Given request: Render each line of the listing below as one string in a JSON array, omitting blank lines.

....................

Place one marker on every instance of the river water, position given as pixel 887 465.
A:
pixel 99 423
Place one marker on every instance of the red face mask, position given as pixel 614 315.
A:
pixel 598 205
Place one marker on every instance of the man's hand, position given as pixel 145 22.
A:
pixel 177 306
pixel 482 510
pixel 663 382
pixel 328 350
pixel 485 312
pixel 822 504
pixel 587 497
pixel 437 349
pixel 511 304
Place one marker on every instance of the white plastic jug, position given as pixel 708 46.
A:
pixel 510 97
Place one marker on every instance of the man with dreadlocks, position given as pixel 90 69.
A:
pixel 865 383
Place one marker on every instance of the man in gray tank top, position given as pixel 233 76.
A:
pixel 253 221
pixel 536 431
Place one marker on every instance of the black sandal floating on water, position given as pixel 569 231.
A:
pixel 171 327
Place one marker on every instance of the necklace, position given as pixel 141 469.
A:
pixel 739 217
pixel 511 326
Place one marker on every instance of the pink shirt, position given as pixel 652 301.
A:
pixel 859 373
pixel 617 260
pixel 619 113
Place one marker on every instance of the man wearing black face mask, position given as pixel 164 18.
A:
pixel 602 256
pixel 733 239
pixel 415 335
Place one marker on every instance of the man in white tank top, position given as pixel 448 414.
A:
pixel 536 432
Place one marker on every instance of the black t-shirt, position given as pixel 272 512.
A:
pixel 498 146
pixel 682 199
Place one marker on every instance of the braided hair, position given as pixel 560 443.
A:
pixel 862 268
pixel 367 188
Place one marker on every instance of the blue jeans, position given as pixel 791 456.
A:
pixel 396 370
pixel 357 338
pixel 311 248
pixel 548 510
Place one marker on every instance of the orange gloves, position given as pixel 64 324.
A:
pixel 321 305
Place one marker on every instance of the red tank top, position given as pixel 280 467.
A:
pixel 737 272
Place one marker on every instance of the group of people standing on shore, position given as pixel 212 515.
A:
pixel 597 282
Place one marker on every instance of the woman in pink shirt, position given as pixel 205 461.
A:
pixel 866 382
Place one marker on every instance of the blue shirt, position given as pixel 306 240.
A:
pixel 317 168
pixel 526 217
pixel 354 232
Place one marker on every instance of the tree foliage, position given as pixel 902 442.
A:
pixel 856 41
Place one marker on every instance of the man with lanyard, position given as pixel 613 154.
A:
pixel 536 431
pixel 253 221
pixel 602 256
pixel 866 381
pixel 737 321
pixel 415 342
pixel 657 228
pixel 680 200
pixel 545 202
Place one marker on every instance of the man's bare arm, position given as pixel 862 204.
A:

....................

Output of the task:
[
  "Place one marker on every instance of the river water, position given as pixel 887 465.",
  "A:",
  "pixel 99 423",
  "Place one marker on every instance of the red face mask, position given as pixel 614 315.",
  "A:",
  "pixel 598 205",
  "Place one marker on every instance of the man's hand, position given as pixel 145 22.",
  "A:",
  "pixel 177 306",
  "pixel 482 510",
  "pixel 663 382",
  "pixel 328 350",
  "pixel 485 312",
  "pixel 822 504",
  "pixel 587 497",
  "pixel 437 349",
  "pixel 511 304",
  "Place one marker on every instance of the white plastic jug, position given as pixel 708 46.",
  "A:",
  "pixel 510 97",
  "Place one marker on every instance of the man with dreadlocks, position given as pixel 90 69.",
  "A:",
  "pixel 865 383",
  "Place one marker on every instance of the man in gray tank top, position given as pixel 233 76.",
  "A:",
  "pixel 253 221",
  "pixel 536 431",
  "Place one marker on every instance of the black sandal floating on water, position given as pixel 569 231.",
  "A:",
  "pixel 171 327",
  "Place one marker on every instance of the necklace, position given as pixel 141 469.",
  "A:",
  "pixel 739 217",
  "pixel 511 326",
  "Place one marker on every instance of the pink shirt, position given as pixel 652 301.",
  "A:",
  "pixel 859 373",
  "pixel 617 260",
  "pixel 619 113",
  "Place one marker on every instance of the man wearing black face mask, position given as pixel 164 18.",
  "A:",
  "pixel 602 256",
  "pixel 733 239",
  "pixel 415 335",
  "Place one marker on every instance of the man in white tank top, position given as pixel 448 414.",
  "A:",
  "pixel 536 432",
  "Place one marker on every instance of the black t-shirt, position given as pixel 272 512.",
  "A:",
  "pixel 498 146",
  "pixel 682 199",
  "Place one marker on every instance of the braided hair, position given as pixel 560 443.",
  "A:",
  "pixel 862 268",
  "pixel 367 188",
  "Place one marker on every instance of the blue jeans, position given as pixel 791 456.",
  "A:",
  "pixel 396 370",
  "pixel 357 338",
  "pixel 311 248",
  "pixel 548 510",
  "Place one marker on every instance of the orange gloves, position given as pixel 64 324.",
  "A:",
  "pixel 321 305",
  "Place one marker on every instance of the red tank top, position given as pixel 280 467.",
  "A:",
  "pixel 737 272",
  "Place one marker on every instance of the group of people standing on shore, position given as pixel 212 515.",
  "A:",
  "pixel 597 282",
  "Place one marker on every instance of the woman in pink shirt, position given as pixel 205 461.",
  "A:",
  "pixel 866 382",
  "Place one marker on every instance of the blue shirt, position given as pixel 306 240.",
  "A:",
  "pixel 317 168",
  "pixel 526 217",
  "pixel 354 232",
  "Place one marker on every instance of the tree foliage, position given as pixel 902 442.",
  "A:",
  "pixel 856 41",
  "Place one marker on every instance of the man with lanyard, position given as pixel 613 154.",
  "A:",
  "pixel 536 431",
  "pixel 253 221",
  "pixel 602 256",
  "pixel 866 381",
  "pixel 737 321",
  "pixel 415 342",
  "pixel 657 228",
  "pixel 680 200",
  "pixel 545 202",
  "Place one marker on every instance of the man's bare arm, position given as pixel 862 204.",
  "A:"
]